**CONSIGNES**
A. Selon le texte sur l'affaire des époux [O], quelle somme la société PACIFICA leur a-t-elle versée en raison d'une double indemnisation ?
B. Recopiez le passage du texte sur l'affaire des époux [O] qui va de « Les époux [O] peuvent-ils » jusqu'à « quittances sont rejetées. ».

**SOURCE**
Les époux [O] peuvent-ils contester la validité des quittances d’indemnité ?

Les époux [O] ont tenté de contester la validité des quittances d’indemnité, mais leur demande a été jugée irrecevable.

En effet, pour qu’une contestation soit recevable, il faut invoquer un vice du consentement, tel qu’une erreur, un dol ou une violence.

Or, les époux [O] n’ont pas démontré l’existence d’un tel vice. Ils ont simplement affirmé avoir été dans l’ignorance d’un double paiement, ce qui ne constitue pas un vice du consentement.

L’article 1130 du Code civil précise que :

« Il n’y a pas de consentement valable si celui-ci a été donné sous l’influence d’une erreur, d’un dol ou d’une violence. »

Ainsi, en l’absence de preuve d’un vice du consentement, les demandes d’annulation des quittances sont rejetées.

Quelles sont les conséquences de la répétition de l’indu dans cette affaire ?

La répétition de l’indu est régie par l’article 1302-1 du Code civil, qui dispose que :

« Celui qui a reçu sans cause un enrichissement au détriment d’autrui est tenu de le restituer. »

Dans cette affaire, la société PACIFICA a versé aux époux [O] une somme de 154.262,54 € en raison d’une double indemnisation.

Les époux [O] ont donc été condamnés à rembourser cette somme, car ils ont indûment perçu un montant supérieur à ce qui leur était dû.

Cette décision est fondée sur le principe selon lequel nul ne peut s’enrichir sans cause au détriment d’autrui, ce qui justifie la restitution de l’indu.

Comment se justifie l’application de l’article 700 du Code de procédure civile dans cette affaire ?

L’article 700 du Code de procédure civile prévoit que :

« La partie qui succombe peut être condamnée à payer à l’autre partie une somme au titre des frais irrépétibles. »

Dans cette affaire, les époux [O] ont été condamnés à payer des indemnités aux sociétés PACIFICA et QBE au titre de l’article 700.

Cette condamnation est justifiée par le fait que les époux [O] ont succombé dans leurs demandes, entraînant des frais pour les sociétés.

Les juges ont estimé qu’il serait inéquitable de laisser ces frais à la charge des sociétés, d’où la décision de les imputer aux époux [O].

Ainsi, les indemnités de 2.500,00 € chacune, versées aux deux sociétés, sont conformes aux dispositions de l’article 700.

Enregistrements issus d'une source de données
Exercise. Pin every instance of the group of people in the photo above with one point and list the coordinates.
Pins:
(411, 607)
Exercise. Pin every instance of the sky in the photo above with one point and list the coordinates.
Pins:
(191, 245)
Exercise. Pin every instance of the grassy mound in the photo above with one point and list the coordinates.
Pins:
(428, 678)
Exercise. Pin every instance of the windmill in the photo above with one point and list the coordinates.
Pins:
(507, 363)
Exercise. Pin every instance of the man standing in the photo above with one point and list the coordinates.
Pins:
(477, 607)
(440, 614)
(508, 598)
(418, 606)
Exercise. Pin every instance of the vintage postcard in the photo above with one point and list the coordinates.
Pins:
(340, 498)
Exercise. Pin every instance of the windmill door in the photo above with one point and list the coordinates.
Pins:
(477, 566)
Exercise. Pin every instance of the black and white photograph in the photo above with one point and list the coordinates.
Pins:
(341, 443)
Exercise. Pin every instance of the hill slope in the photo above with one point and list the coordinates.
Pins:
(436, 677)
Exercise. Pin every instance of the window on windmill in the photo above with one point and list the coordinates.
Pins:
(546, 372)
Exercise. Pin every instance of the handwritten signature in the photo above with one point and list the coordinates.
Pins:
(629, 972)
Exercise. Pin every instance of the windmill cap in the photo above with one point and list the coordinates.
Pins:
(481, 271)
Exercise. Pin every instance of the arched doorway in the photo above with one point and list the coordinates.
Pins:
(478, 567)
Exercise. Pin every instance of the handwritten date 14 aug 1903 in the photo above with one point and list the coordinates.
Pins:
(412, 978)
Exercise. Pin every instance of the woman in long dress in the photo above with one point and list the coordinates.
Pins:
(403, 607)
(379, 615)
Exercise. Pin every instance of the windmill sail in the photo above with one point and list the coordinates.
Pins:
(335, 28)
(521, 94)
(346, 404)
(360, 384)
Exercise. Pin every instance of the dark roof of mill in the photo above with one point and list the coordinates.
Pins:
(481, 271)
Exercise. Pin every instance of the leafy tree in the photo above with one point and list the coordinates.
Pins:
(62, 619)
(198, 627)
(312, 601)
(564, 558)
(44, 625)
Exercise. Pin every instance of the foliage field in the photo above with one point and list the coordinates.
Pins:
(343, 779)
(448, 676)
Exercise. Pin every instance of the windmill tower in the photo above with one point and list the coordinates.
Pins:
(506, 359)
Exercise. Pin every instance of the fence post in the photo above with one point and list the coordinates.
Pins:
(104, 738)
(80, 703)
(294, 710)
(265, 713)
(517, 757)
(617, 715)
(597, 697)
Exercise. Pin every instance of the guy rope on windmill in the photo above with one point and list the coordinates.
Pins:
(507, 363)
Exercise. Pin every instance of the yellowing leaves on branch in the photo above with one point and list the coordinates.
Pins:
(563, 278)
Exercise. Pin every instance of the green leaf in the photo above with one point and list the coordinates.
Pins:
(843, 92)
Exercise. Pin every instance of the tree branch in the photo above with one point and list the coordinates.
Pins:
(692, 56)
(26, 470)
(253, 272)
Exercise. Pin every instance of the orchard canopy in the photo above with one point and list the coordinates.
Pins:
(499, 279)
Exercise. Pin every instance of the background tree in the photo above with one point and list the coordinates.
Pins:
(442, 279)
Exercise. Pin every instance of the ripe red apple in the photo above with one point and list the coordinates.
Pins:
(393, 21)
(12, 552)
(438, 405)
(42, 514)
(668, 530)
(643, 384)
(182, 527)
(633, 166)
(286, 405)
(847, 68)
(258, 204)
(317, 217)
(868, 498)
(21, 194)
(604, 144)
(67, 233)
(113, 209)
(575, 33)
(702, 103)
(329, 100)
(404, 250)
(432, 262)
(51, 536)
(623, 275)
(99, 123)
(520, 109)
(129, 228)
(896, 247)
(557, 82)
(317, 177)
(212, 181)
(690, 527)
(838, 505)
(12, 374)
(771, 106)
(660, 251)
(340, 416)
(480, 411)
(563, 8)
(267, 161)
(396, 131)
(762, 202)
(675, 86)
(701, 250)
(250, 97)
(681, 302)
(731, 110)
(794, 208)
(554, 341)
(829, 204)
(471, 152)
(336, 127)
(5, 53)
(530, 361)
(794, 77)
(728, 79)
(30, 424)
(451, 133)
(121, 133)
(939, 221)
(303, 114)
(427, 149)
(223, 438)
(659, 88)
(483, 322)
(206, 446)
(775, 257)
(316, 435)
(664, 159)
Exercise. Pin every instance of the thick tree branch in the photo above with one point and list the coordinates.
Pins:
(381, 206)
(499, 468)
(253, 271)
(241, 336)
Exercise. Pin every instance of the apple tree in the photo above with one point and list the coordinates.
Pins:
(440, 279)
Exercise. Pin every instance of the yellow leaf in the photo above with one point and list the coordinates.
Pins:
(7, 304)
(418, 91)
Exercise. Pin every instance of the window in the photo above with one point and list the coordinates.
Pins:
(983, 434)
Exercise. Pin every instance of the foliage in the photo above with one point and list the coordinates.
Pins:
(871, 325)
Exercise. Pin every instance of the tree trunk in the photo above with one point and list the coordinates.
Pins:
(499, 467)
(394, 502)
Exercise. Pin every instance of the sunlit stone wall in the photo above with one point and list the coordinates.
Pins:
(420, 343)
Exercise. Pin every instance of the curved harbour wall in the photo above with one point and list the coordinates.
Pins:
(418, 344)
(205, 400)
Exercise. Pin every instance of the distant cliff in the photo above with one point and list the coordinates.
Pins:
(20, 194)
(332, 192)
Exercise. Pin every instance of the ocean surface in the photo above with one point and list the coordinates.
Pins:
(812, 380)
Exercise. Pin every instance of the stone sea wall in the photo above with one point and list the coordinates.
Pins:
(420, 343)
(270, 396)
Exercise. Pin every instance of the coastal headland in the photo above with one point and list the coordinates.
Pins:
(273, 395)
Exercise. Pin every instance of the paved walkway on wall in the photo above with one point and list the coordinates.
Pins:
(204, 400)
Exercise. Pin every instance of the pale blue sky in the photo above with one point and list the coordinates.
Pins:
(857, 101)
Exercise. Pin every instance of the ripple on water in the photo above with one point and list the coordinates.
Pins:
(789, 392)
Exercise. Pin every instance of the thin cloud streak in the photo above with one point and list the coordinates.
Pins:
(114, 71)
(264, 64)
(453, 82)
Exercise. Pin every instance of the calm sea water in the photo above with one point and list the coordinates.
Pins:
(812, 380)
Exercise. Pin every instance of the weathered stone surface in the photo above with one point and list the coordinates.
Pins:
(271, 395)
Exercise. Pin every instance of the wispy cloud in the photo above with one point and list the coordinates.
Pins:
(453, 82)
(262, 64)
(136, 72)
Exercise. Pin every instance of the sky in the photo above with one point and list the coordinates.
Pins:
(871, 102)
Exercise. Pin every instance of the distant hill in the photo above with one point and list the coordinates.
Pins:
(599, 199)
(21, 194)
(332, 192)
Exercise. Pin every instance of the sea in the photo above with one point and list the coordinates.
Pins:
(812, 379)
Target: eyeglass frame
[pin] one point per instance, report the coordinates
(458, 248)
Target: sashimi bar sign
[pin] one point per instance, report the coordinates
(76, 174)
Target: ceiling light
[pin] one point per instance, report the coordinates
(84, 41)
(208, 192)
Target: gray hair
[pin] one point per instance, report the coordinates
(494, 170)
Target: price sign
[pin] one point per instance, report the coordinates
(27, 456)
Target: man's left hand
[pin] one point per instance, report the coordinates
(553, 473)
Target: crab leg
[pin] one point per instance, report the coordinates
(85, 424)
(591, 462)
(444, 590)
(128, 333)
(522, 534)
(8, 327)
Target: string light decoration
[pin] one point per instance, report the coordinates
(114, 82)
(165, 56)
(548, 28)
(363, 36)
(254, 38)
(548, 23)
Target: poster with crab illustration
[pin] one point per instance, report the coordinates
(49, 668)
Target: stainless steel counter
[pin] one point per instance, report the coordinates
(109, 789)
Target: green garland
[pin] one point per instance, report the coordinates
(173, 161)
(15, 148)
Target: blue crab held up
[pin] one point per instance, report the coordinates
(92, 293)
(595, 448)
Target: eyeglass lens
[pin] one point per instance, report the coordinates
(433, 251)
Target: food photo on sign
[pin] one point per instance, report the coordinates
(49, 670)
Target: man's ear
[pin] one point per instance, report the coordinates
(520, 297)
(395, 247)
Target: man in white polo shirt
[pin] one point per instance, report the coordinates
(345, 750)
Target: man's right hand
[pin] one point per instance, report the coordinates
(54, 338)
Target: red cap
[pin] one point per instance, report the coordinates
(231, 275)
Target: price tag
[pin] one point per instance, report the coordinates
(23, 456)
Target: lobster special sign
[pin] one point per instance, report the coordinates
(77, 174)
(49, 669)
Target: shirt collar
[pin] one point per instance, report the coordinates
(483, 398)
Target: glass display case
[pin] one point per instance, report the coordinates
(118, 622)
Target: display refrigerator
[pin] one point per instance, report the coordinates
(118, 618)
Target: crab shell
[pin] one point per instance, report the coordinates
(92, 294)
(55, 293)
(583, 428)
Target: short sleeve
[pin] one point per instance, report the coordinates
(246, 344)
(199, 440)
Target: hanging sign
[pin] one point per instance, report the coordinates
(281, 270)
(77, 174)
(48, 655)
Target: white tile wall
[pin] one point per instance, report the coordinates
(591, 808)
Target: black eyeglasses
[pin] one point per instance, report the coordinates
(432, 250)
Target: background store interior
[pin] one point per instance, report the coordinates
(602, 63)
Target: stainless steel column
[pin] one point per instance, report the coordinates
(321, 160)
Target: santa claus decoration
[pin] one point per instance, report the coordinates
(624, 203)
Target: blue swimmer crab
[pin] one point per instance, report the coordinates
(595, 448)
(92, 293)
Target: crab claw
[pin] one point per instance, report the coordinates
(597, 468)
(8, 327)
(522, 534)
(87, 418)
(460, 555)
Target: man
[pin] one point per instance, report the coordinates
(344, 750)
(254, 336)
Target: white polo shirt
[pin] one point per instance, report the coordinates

**EXERCICES CORRIGÉS**
A. Une somme de 154.262,54 €.

B.
Les époux [O] peuvent-ils contester la validité des quittances d’indemnité ?

Les époux [O] ont tenté de contester la validité des quittances d’indemnité, mais leur demande a été jugée irrecevable.

En effet, pour qu’une contestation soit recevable, il faut invoquer un vice du consentement, tel qu’une erreur, un dol ou une violence.

Or, les époux [O] n’ont pas démontré l’existence d’un tel vice. Ils ont simplement affirmé avoir été dans l’ignorance d’un double paiement, ce qui ne constitue pas un vice du consentement.

L’article 1130 du Code civil précise que :

« Il n’y a pas de consentement valable si celui-ci a été donné sous l’influence d’une erreur, d’un dol ou d’une violence. »

Ainsi, en l’absence de preuve d’un vice du consentement, les demandes d’annulation des quittances sont rejetées.